* [Objetivo] Liste todas as etiquetas que aparecem depois de "Tags:" na primeira linha do trecho.

2013-04-17 14:52 -0300. Tags: comp, prog, ramble, em-portugues

Certa feita (e de repente o "fecha" do espanhol não parece mais tão estranho), não me lembro mais em que contexto nem para quem, eu mostrei um código deste tipo com listas encadeadas em C:

for (item = list;
     item && item->value != searched_value;
     item = item->next) ;

Que tanto quanto me constasse, era a maneira de se procurar um valor em uma lista em C. Para minha surpresa na época, a pessoa disse que isso era gambiarra. (Eu dificilmente escreveria isso com um while, porque eu tenho uma propensão terrível a esquecer o item = item->next no final do while. Ou será que eu tenho essa propensão por não estar acostumado a fazer esse tipo de coisa com while? But I digress.)

Uma situação similar foi quando eu mostrei para alguém na monitoria de Fundamentos de Algoritmos que dava para usar "tail-recursion com acumuladores" para iterar sobre uma lista. Algo do tipo:

(define (média lista)
  (média* lista 0 0))

(define (média* lista soma conta)
  (cond [(empty? lista) (/ soma conta)]
        [else (média* (rest lista) (+ soma (first lista)) (+ conta 1))]))

Que, novamente, é a maneira padrão de se fazer esse tipo de coisa em uma linguagem funcional (talvez com a definição de média* dentro do corpo de média, ao invés de uma função externa, mas whatever), e novamente a pessoa viu isso como uma "baita gambiarra". Provavelmente, o código imperativo equivalente (com atribuição de variáveis para manter a conta e a soma) é que seria visto como gambiarra por um programador Scheme.

Outro item de contenda é usar x++ em C para usar o valor atual de x em uma expressão e incrementá-lo na mesma operação (que é, bem, exatamente a definição do operador). Ok, usar um x++ perdido no meio de uma expressão grande pode ser fonte de confusão. Mas algo como:

var1 = var2++;

ou more likely:

item->code = max_code++;

não deveria ser nenhum mistério para quem conhece a linguagem.

* [Material fornecido]
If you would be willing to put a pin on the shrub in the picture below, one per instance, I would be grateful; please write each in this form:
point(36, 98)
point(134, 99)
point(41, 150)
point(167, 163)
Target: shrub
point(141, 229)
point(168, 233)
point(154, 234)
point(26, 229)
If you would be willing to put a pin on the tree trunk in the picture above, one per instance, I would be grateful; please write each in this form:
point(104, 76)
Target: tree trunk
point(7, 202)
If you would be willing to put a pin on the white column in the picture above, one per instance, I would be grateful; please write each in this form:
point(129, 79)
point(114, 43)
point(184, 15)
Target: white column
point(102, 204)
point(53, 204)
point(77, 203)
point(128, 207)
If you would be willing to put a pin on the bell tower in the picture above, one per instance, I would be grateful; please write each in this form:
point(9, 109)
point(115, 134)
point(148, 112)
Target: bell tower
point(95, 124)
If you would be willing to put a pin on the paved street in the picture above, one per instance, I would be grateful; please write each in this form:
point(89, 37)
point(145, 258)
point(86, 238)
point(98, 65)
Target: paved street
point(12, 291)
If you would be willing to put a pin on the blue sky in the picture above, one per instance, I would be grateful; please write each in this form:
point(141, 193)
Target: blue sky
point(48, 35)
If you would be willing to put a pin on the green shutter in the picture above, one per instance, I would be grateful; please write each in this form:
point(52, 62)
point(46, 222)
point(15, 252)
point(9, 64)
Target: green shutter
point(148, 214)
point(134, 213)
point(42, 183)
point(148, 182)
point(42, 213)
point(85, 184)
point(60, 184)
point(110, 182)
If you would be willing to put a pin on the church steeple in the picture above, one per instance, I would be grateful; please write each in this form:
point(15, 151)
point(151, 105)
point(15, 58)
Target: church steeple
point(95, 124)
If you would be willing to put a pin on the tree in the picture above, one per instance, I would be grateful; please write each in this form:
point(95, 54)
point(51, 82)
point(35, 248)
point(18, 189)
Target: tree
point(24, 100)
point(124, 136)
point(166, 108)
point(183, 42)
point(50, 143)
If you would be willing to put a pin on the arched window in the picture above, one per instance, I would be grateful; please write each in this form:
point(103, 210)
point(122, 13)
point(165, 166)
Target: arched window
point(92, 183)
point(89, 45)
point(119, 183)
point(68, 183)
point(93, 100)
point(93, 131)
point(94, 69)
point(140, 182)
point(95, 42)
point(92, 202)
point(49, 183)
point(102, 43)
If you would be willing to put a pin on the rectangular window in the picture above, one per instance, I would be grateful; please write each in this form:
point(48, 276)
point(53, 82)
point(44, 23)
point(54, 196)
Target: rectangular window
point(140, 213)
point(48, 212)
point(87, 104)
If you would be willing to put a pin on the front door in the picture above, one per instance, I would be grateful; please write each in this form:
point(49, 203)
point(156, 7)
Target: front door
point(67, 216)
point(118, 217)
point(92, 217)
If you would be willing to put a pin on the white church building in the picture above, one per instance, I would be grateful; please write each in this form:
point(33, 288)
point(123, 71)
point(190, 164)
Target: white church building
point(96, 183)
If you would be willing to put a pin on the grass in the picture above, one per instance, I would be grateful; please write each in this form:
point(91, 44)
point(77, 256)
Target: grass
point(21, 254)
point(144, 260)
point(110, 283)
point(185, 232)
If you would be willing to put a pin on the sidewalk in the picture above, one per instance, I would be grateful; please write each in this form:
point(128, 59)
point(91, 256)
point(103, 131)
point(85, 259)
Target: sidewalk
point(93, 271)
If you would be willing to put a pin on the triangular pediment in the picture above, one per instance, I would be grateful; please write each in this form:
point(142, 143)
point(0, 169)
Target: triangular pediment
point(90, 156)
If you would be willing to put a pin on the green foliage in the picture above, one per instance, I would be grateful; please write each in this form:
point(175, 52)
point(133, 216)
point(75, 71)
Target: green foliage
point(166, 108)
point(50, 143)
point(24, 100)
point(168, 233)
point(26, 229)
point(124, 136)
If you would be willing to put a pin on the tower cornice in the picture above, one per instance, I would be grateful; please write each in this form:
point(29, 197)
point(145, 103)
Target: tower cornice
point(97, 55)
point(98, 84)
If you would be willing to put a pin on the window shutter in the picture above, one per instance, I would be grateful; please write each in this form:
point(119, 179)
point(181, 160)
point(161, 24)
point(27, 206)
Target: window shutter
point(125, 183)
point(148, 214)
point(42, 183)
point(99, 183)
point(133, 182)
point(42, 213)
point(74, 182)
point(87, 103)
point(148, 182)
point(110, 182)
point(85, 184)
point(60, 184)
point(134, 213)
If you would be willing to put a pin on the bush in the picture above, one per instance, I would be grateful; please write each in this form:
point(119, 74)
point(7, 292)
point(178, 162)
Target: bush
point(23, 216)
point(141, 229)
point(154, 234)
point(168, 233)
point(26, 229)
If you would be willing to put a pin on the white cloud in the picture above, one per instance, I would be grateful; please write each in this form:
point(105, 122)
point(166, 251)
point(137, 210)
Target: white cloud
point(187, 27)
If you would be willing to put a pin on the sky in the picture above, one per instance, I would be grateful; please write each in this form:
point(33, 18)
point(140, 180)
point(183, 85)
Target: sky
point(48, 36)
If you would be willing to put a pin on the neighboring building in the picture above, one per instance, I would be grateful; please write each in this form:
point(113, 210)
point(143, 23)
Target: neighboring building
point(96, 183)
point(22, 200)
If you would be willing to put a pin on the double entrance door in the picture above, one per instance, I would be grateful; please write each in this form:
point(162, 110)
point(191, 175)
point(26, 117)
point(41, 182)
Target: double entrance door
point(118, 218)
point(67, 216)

* [Resultado da tarefa] comp, prog, ramble, em-portugues